▶ Data to process:
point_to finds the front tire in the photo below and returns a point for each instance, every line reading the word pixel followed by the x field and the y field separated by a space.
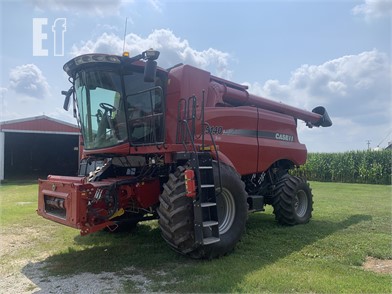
pixel 177 220
pixel 292 201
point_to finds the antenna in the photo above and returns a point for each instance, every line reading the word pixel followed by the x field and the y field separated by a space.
pixel 125 32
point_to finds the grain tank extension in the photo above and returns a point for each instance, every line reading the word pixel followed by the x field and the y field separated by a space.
pixel 180 145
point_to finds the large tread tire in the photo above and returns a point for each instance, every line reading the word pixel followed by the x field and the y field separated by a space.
pixel 292 201
pixel 177 221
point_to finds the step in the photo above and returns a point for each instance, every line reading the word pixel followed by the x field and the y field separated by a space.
pixel 207 204
pixel 210 240
pixel 210 223
pixel 205 167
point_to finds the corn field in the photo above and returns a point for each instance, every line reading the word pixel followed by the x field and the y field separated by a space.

▶ Work instruction: All lines from the one containing "point_to finds the large" to the last line of the material above must be copied exactly, and only those.

▶ Expected output:
point_to finds the large tread tire in the photo above and returns a point for each instance, every line reading the word pixel followed by the x field and the y field separated by a space.
pixel 292 201
pixel 177 221
point_to finds the step in the photo above and returns a point for each instance, every line reading the word pixel followed by the x field and the y field separated by a space.
pixel 207 204
pixel 210 240
pixel 210 223
pixel 205 167
point_to finds the corn field in the photo above and returns a point for each instance, every line reading the word pixel followed by the x field and the y field separated by a space.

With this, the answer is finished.